Given entries Start Marker

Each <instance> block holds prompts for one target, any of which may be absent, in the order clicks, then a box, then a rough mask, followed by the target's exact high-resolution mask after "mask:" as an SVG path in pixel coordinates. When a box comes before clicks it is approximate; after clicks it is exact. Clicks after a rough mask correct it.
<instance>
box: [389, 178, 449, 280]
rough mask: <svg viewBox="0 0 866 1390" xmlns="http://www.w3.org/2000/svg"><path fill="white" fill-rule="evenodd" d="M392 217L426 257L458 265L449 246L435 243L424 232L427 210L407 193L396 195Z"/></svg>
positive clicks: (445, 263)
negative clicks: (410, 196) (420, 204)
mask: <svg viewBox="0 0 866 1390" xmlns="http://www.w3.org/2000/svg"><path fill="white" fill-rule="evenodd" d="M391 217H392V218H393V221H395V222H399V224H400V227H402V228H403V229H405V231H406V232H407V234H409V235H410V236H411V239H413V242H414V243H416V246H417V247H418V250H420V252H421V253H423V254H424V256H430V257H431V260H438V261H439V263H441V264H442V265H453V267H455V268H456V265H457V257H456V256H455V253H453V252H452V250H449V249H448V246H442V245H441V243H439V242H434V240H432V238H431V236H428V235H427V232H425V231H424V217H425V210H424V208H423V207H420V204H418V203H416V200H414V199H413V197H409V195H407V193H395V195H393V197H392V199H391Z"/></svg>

Given entries End Marker

Requirement | In the entries above, find each line with the word "rough" and show it.

Task solution |
Each <instance> block holds prompts for one target, any of which may be absent, in the order clicks, then a box, then a rough mask, followed by the target's exact high-resolution mask after "mask:" as an SVG path in pixel coordinates. When a box comes before clicks it is approximate; after clicks it is exact. Clicks after a rough mask correct it.
rough mask: <svg viewBox="0 0 866 1390" xmlns="http://www.w3.org/2000/svg"><path fill="white" fill-rule="evenodd" d="M392 217L426 257L458 265L449 246L435 243L424 232L427 210L407 193L396 195Z"/></svg>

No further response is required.